_Instructions to follow_
Once the line containing "boat deck, find" is found in the entries below, restate it and each following line word for word, stopping after the line containing "boat smokestack, find".

_Data for this task_
BEGIN

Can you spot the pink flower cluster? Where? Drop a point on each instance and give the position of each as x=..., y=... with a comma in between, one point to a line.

END
BEGIN

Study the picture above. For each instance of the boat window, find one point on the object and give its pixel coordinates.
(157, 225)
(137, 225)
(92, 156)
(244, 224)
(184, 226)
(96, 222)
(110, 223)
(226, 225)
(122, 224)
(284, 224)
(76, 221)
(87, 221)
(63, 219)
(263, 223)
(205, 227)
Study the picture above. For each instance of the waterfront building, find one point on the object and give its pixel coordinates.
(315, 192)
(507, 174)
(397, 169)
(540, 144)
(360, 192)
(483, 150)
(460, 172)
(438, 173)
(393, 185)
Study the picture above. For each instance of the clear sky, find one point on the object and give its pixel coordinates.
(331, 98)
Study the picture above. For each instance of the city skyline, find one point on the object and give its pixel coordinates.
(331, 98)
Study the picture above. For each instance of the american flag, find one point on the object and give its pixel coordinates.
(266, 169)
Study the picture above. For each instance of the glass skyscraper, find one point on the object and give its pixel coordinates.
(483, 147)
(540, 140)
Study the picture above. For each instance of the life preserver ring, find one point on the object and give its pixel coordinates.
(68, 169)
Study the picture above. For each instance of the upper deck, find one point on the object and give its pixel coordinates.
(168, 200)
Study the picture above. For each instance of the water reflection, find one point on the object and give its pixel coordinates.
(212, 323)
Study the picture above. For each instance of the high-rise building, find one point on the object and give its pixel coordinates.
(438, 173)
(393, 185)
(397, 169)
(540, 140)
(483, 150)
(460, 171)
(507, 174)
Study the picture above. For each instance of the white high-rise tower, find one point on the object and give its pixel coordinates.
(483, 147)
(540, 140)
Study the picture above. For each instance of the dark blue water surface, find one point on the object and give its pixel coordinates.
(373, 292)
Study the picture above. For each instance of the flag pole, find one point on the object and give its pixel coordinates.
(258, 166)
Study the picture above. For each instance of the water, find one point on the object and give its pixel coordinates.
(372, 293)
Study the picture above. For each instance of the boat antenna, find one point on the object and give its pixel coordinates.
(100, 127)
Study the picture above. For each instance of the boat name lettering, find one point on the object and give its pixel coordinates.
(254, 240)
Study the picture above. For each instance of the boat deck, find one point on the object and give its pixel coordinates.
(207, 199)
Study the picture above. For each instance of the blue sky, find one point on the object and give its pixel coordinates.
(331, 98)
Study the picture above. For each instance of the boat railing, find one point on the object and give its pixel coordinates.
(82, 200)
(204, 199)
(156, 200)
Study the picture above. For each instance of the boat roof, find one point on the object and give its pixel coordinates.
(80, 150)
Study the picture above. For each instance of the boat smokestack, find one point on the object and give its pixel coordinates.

END

_Exercise solution_
Study the picture above. For each instance of the boat deck, find one point on the object and give its pixel coordinates.
(207, 199)
Study the picture above. For each instance of the blue sky, find one point on the object and give its pixel coordinates.
(331, 98)
Study the picture above. For each instance of the boat railing, find one point on the object and give its pixel coordinates.
(82, 200)
(204, 199)
(156, 200)
Study the picture above. For each instance of the boat roof, find one point on the object and give its pixel coordinates.
(80, 150)
Study the picture above. For each instance of the boat smokestack, find one point on the object and give its pixel coordinates.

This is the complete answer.